> _DATASET EXCERPTS_
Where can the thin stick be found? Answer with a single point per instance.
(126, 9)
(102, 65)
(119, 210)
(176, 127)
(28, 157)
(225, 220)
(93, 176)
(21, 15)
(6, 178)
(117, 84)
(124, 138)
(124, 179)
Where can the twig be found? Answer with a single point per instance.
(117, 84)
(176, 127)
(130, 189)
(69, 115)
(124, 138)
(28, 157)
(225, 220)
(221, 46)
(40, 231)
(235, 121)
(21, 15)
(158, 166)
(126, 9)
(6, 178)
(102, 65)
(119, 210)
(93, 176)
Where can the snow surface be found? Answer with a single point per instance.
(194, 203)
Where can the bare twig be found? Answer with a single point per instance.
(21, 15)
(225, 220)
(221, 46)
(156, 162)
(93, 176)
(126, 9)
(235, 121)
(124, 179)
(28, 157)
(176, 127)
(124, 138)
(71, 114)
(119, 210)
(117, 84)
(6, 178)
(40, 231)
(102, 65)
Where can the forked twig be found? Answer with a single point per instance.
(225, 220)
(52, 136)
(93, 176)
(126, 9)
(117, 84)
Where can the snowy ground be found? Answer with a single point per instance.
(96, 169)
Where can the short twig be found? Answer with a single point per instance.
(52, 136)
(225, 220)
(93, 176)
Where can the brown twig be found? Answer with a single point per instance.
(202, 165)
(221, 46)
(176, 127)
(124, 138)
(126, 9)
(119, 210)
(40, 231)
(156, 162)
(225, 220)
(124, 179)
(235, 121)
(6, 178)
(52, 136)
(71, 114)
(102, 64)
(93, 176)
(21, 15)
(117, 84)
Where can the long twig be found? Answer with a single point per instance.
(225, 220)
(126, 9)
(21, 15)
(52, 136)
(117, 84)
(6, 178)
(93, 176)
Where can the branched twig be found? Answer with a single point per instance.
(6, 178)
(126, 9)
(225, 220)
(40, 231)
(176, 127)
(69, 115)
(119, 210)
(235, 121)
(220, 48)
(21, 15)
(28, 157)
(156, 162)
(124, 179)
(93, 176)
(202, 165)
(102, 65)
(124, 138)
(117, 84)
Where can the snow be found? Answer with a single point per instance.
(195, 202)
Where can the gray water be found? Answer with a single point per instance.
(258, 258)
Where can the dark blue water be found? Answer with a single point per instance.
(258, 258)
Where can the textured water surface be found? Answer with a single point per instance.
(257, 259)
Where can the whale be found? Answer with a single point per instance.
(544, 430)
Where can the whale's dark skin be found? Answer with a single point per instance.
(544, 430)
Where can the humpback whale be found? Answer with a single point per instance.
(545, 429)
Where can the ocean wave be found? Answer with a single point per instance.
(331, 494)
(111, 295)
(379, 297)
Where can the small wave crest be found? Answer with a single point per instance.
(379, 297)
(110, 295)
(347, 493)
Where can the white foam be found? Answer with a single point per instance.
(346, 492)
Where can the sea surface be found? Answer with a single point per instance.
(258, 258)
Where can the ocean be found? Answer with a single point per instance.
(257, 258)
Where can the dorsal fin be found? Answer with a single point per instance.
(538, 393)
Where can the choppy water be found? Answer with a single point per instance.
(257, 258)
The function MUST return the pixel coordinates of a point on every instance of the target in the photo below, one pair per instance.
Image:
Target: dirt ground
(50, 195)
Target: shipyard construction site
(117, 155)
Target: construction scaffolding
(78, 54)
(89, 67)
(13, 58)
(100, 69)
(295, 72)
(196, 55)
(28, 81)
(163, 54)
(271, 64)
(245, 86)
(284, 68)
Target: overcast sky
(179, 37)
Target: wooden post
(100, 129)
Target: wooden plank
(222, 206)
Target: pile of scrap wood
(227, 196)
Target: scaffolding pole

> _TASK DESCRIPTION_
Convert every line of the listing above into a numbered list, omitting blank lines.

> _SOLUTION_
1. Where can the thin stick be found? Answer with a single point per instance.
2. (126, 9)
3. (102, 65)
4. (119, 210)
5. (176, 127)
6. (28, 157)
7. (225, 220)
8. (93, 176)
9. (21, 15)
10. (6, 178)
11. (117, 84)
12. (124, 138)
13. (124, 179)
14. Where can the twig be found? Answer with a single point per instance.
15. (117, 84)
16. (176, 127)
17. (130, 189)
18. (69, 115)
19. (124, 138)
20. (28, 157)
21. (225, 220)
22. (221, 46)
23. (40, 231)
24. (235, 121)
25. (21, 15)
26. (158, 166)
27. (126, 9)
28. (6, 178)
29. (102, 65)
30. (119, 210)
31. (93, 176)
32. Where can the snow surface be found? Answer with a single point per instance.
33. (194, 203)
34. Where can the bare twig be found? Answer with a single point per instance.
35. (21, 15)
36. (225, 220)
37. (221, 46)
38. (156, 162)
39. (93, 176)
40. (126, 9)
41. (235, 121)
42. (124, 179)
43. (28, 157)
44. (176, 127)
45. (124, 138)
46. (71, 114)
47. (119, 210)
48. (117, 84)
49. (6, 178)
50. (40, 231)
51. (102, 65)
52. Where can the forked twig be found? Answer with a single point per instance.
53. (225, 220)
54. (52, 136)
55. (93, 176)
56. (126, 9)
57. (117, 84)
58. Where can the snowy ground be found? Answer with a single point per instance.
59. (96, 169)
60. Where can the short twig be found? Answer with a single point per instance.
61. (52, 136)
62. (225, 220)
63. (93, 176)
64. Where can the brown twig be found? Answer with a single point per instance.
65. (202, 165)
66. (221, 46)
67. (176, 127)
68. (124, 138)
69. (126, 9)
70. (119, 210)
71. (40, 231)
72. (156, 162)
73. (225, 220)
74. (124, 179)
75. (235, 121)
76. (6, 178)
77. (52, 136)
78. (71, 114)
79. (102, 64)
80. (93, 176)
81. (21, 15)
82. (117, 84)
83. Where can the long twig be found? Answer with a single point per instance.
84. (225, 220)
85. (126, 9)
86. (21, 15)
87. (52, 136)
88. (117, 84)
89. (6, 178)
90. (93, 176)
91. Where can the branched twig be found? Answer with a single point per instance.
92. (6, 178)
93. (126, 9)
94. (225, 220)
95. (40, 231)
96. (176, 127)
97. (69, 115)
98. (119, 210)
99. (235, 121)
100. (220, 48)
101. (21, 15)
102. (28, 157)
103. (156, 162)
104. (124, 179)
105. (93, 176)
106. (202, 165)
107. (102, 65)
108. (124, 138)
109. (117, 84)
110. Where can the snow be found? Answer with a single point per instance.
111. (195, 202)
112. Where can the gray water be found? Answer with a single point per instance.
113. (258, 258)
114. Where can the dark blue water be found? Answer with a single point per instance.
115. (258, 258)
116. Where can the textured water surface be found? Answer with a single point per instance.
117. (257, 259)
118. Where can the whale be found? Answer with a single point per instance.
119. (544, 430)
120. Where can the whale's dark skin be found? Answer with a single point per instance.
121. (544, 430)
122. Where can the humpback whale be found? Answer with a single point per instance.
123. (545, 429)
124. Where can the ocean wave be found? Answer with a single point per instance.
125. (331, 494)
126. (111, 295)
127. (379, 297)
128. Where can the small wave crest be found? Answer with a single point per instance.
129. (379, 297)
130. (110, 295)
131. (347, 493)
132. Where can the white foam be found? Answer with a single point per instance.
133. (346, 492)
134. Where can the sea surface be found? Answer with a single point per instance.
135. (258, 258)
136. Where can the ocean be found? Answer with a single point per instance.
137. (257, 258)
138. Where can the dorsal fin be found? Answer with a single point per instance.
139. (538, 393)
140. Where can the choppy water be found? Answer with a single point per instance.
141. (257, 258)
142. The function MUST return the pixel coordinates of a point on every instance of the target in the photo below, one pair per instance.
143. Image:
144. Target: dirt ground
145. (50, 195)
146. Target: shipyard construction site
147. (117, 155)
148. Target: construction scaffolding
149. (78, 54)
150. (89, 67)
151. (13, 58)
152. (100, 69)
153. (295, 72)
154. (196, 55)
155. (28, 81)
156. (163, 54)
157. (271, 64)
158. (245, 86)
159. (284, 68)
160. Target: overcast sky
161. (179, 37)
162. Target: wooden post
163. (100, 129)
164. Target: wooden plank
165. (222, 206)
166. Target: pile of scrap wood
167. (227, 196)
168. Target: scaffolding pole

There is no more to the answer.